-- begin --

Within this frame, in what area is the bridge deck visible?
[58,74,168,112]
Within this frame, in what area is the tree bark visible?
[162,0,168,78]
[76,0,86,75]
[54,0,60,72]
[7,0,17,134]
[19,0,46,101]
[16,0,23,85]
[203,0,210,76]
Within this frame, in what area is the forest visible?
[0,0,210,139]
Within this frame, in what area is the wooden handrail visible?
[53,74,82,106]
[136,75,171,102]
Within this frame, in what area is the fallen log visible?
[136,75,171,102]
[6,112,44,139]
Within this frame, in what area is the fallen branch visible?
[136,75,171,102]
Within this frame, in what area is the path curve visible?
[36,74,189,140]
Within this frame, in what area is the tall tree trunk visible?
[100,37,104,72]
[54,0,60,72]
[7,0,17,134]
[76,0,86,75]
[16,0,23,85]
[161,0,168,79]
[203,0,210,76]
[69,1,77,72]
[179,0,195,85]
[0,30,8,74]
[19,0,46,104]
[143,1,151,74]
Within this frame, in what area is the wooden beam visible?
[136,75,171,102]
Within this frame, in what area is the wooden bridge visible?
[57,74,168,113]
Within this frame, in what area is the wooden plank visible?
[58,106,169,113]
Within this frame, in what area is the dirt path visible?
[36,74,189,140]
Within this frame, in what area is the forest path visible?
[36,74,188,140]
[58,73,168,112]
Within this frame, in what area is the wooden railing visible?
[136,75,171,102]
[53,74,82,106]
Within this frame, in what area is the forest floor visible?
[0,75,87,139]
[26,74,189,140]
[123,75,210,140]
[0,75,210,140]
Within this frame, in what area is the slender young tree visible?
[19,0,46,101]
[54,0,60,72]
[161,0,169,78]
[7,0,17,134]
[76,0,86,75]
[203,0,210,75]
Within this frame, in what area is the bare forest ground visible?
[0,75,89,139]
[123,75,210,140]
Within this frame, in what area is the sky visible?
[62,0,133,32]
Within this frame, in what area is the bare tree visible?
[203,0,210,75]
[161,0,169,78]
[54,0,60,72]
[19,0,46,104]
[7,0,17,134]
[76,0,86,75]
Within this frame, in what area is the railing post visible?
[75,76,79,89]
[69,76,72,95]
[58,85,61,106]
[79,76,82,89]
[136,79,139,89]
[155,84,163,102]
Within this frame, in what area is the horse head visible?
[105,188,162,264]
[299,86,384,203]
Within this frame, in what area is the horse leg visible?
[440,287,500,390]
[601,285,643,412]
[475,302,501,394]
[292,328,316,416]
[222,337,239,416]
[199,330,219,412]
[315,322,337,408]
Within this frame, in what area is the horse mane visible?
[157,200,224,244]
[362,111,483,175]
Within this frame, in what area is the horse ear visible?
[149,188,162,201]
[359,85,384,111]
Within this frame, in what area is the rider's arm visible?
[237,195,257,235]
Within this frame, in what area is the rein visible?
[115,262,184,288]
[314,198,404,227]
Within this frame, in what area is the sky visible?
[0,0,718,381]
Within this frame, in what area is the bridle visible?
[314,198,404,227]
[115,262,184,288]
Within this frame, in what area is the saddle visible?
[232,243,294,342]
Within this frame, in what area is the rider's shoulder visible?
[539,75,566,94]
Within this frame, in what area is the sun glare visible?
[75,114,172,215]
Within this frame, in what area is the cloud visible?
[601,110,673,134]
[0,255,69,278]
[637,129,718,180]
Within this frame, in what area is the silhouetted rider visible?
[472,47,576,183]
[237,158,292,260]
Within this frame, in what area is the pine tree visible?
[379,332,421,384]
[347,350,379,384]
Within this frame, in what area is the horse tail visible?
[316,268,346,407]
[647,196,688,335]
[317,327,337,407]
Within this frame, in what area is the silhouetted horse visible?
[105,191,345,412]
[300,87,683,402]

-- end --

● CHALLENGE:
Copy all the rows above, swapping "in what area" for "where" wherever it occurs and changing nothing else.

● WRITTEN ANSWER:
Within this frame, where is the bridge deck visible?
[58,74,168,112]
Within this frame, where is the tree bark visible?
[162,0,168,78]
[76,0,86,75]
[54,0,60,72]
[7,0,17,134]
[19,0,46,101]
[16,0,23,85]
[203,0,210,76]
Within this frame, where is the forest visible?
[0,0,210,139]
Within this frame, where is the wooden handrail visible?
[53,74,82,106]
[136,75,171,102]
Within this frame, where is the fallen log visible?
[136,75,171,102]
[6,112,44,139]
Within this frame, where is the fallen branch visible?
[136,75,171,102]
Within this frame, where is the path curve visible?
[36,74,189,140]
Within this frame, where is the tall tree trunk visible?
[100,37,104,72]
[54,0,60,72]
[7,0,17,134]
[76,0,86,75]
[16,0,23,85]
[161,0,168,79]
[203,0,210,76]
[69,1,77,72]
[179,0,195,85]
[0,30,8,74]
[19,0,46,104]
[143,1,151,74]
Within this frame, where is the wooden beam visible?
[136,75,171,102]
Within this frame, where is the wooden bridge visible?
[57,74,168,113]
Within this frame, where is the wooden plank visible?
[58,106,169,113]
Within this frame, where is the dirt path visible?
[36,74,189,140]
Within this frame, where is the forest path visible?
[36,74,188,140]
[58,73,168,112]
Within this frame, where is the wooden railing visible?
[136,75,171,102]
[53,74,82,106]
Within this frame, where is the forest floor visible?
[0,75,87,139]
[26,74,189,140]
[123,75,210,140]
[0,75,210,140]
Within this frame, where is the slender young tree visible?
[19,0,46,101]
[54,0,60,72]
[161,0,169,78]
[7,0,17,134]
[76,0,86,75]
[203,0,210,75]
Within this frame, where is the bare forest ground visible?
[0,75,89,139]
[123,75,210,140]
Within this frame, where is the sky visible?
[62,0,133,32]
Within this frame, where is the bare tree visible?
[203,0,210,75]
[161,0,169,78]
[54,0,60,72]
[19,0,46,104]
[7,0,17,134]
[76,0,86,75]
Within this frame, where is the railing post visible?
[75,76,79,89]
[69,76,72,95]
[58,85,61,106]
[79,76,82,89]
[136,79,139,89]
[155,84,163,102]
Within this frame, where is the horse head visible?
[105,188,162,264]
[299,86,384,203]
Within this frame, where is the horse leg visible?
[440,287,500,390]
[601,285,643,412]
[475,302,501,394]
[292,328,316,416]
[222,337,239,416]
[199,330,219,412]
[315,322,337,408]
Within this frame, where is the horse mane visible?
[157,200,224,244]
[362,111,483,175]
Within this frame, where is the horse ear visible?
[149,188,162,201]
[359,85,384,111]
Within this frame, where is the rider's arm visible?
[237,195,257,235]
Within this frame, where is the rein visible?
[115,262,184,288]
[314,198,404,227]
Within this frame, where is the sky visible?
[0,0,718,381]
Within this frame, where is the bridle visible?
[314,198,404,227]
[115,262,184,288]
Within this frame, where is the saddle visible?
[232,243,294,342]
Within this frame, where is the rider's shoulder visible?
[539,75,566,94]
Within this frame, where is the sun glare visible?
[75,114,172,215]
Within this frame, where is the cloud visible?
[601,110,673,134]
[0,255,69,278]
[637,129,718,180]
Within this frame, where is the silhouetted rider visible?
[472,47,576,183]
[237,158,292,260]
Within this frame, where is the pine tree visible?
[379,332,421,384]
[347,350,379,384]
Within this frame, where is the horse tail visible?
[316,268,346,407]
[647,196,688,335]
[317,327,337,407]
Within this frame, where is the silhouetted horse visible?
[105,191,345,412]
[300,87,683,402]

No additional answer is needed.